QUOTED PASSAGE —
^^^^^^^^

When Mama Ain't Happy
posted by Amy

Jody's post about mama rage is a brave and honest look at the way so many of us feel sometimes.

Being the parent I planned to be before I actually had kids is impossible. While some people may have grown up in houses where everyone spoke calmly and rationally at all times, I didn't. My parents were loving and playful and took care of all our basic needs and then some. My mother is still my idol when it comes to tolerance for the messes kids make; she allowed us to cook, to create art whenever and wherever we wanted, to play in the mud in the backyard and make "paper" out of the garden plants, and to sew and, later, make movies with the home video camera.

It was also a home which eventually grew to include ten children, including some who were learning to speak English and who had some intense needs after living in orphanages or foster homes before they were adopted.

Until I was about five, my father worked full-time and was finishing the engineering degree that had been interrupted when he was drafted and spent a year in Vietnam. (I can't even imagine what my birth was like for them, given that my mom was in the U.S. and my father was in Vietnam. And coming home from war and immediately being immersed in fatherhood and marriage? It had to be hard for all involved.)

When I was a teenager, my father worked in Texas during the week and flew home to California each weekend--unless it was his National Guard weekend for the month. Meanwhile, my mother was working on a master's degree and, oh yeah, taking care of ALL THE KIDS.

So it was a home with a lot of people and a lot of needs and a lot of love and also some anger. My father doesn't express anger in healthy ways, to say the least.

One of my struggles as a parent has been to figure out how to deal with the anger that's a pretty natural part of this nonstop, intensely physically and emotionally demanding life of caring for small children I love more than I could ever have imagined.

On my first Mother's Day after Henry's birth, I was awakened by my sick baby at 5 a.m. after a night of nonstop nursing and crying. I was exhausted and more than a little irritated that breastfeeding meant Chip slept like a log throughout the night while I paced the floors. So I woke him up and asked him to go get the infant Tylenol from the baby's room. He trudged sleepily down the hall, yelled back that he couldn't find it, and then came back. Livid with anger, I stomped into the baby's room, grabbed the medicine, and threw it at Chip. Yeah. Not expressing anger in healthy ways? Like father, like daughter.

Like Jody, I've also had to learn new strategies to replace some of the ones I grew up with. Sometimes I feel whiny and resentful about this. "It's not fair," I think. "Why should I have to learn new stuff when other people just get to use what they learned from their Atticus Finch-like fathers?" I'm not sure what I would do if Chip hadn't been raised by a stepfather whose rage could have given my father a run for his money. Oddly, this makes us better resources to each other, as do our combined years of therapy in various forms. Mostly, though, it helps that I'm not alone while making this journey. (Other than my brothers, for instance, often Chip is one of the few people who intuitively gets, say, that this music and this book are wonderfully comforting to me.)

^^^^^^^^

Stored entries —
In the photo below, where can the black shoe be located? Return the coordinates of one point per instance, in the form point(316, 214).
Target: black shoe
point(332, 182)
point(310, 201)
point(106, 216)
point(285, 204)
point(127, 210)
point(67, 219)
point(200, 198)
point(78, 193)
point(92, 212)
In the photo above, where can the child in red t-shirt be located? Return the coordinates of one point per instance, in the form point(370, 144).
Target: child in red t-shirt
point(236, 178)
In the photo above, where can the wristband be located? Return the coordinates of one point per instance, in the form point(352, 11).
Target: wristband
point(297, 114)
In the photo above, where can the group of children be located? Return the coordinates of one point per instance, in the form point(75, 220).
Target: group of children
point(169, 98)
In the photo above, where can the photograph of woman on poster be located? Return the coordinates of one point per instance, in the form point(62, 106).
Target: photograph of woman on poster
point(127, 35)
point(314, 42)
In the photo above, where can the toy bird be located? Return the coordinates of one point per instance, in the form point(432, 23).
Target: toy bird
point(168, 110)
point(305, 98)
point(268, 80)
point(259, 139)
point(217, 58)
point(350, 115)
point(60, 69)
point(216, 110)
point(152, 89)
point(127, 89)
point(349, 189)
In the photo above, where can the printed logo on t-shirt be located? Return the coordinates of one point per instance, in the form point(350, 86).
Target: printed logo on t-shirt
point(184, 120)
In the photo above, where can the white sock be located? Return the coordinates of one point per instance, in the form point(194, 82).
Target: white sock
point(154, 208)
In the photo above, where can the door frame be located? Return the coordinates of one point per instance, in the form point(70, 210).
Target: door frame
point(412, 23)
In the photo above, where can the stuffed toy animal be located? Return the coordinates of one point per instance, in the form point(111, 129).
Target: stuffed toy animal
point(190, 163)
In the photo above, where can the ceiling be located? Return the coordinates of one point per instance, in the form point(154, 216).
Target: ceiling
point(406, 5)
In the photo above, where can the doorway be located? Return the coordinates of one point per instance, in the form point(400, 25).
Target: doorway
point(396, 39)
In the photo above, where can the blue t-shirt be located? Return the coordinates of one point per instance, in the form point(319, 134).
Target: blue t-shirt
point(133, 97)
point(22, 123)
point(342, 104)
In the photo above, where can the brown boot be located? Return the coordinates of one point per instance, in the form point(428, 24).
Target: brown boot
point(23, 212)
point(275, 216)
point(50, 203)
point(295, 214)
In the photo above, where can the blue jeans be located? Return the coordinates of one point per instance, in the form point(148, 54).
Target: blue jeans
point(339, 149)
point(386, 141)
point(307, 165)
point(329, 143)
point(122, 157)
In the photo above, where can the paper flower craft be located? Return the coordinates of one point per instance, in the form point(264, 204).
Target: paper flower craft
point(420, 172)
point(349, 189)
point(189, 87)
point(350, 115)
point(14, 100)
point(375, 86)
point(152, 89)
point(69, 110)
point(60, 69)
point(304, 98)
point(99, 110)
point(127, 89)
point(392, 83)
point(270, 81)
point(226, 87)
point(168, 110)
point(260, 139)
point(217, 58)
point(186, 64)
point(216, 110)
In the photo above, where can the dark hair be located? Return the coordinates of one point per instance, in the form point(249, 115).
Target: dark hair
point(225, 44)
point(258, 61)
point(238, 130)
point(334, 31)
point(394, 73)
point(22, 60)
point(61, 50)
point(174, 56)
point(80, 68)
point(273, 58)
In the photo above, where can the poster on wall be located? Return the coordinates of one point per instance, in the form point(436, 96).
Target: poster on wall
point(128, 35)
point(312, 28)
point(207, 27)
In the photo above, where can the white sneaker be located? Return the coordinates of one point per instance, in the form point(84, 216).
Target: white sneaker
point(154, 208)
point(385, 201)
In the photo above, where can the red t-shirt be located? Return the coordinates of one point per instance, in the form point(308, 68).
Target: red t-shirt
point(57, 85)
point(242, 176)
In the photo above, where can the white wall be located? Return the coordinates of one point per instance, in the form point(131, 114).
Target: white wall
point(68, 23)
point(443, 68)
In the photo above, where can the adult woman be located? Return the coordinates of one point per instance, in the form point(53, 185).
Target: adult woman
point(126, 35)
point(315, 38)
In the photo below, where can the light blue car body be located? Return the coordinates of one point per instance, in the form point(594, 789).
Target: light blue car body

^^^^^^^^

WORK REQUEST A —
Can you sum up the blog post in two sentences?
WORK REQUEST B —
Would you print, word for word, the stretch of the blog post from "One of my struggles" through "ever have imagined."?
Nothing in the stored listing matters for what is asked here.

REPLY A —
Responding to Jody's post about mama rage, the writer describes growing up in a home that grew to ten children and held a lot of needs, a lot of love and some anger, with a father who doesn't express anger in healthy ways. As a parent, the writer has struggled with anger too, once throwing infant Tylenol at Chip on a first Mother's Day, and is learning new strategies with Chip, who was raised by a raging stepfather and is a resource on this journey.

REPLY B —
One of my struggles as a parent has been to figure out how to deal with the anger that's a pretty natural part of this nonstop, intensely physically and emotionally demanding life of caring for small children I love more than I could ever have imagined.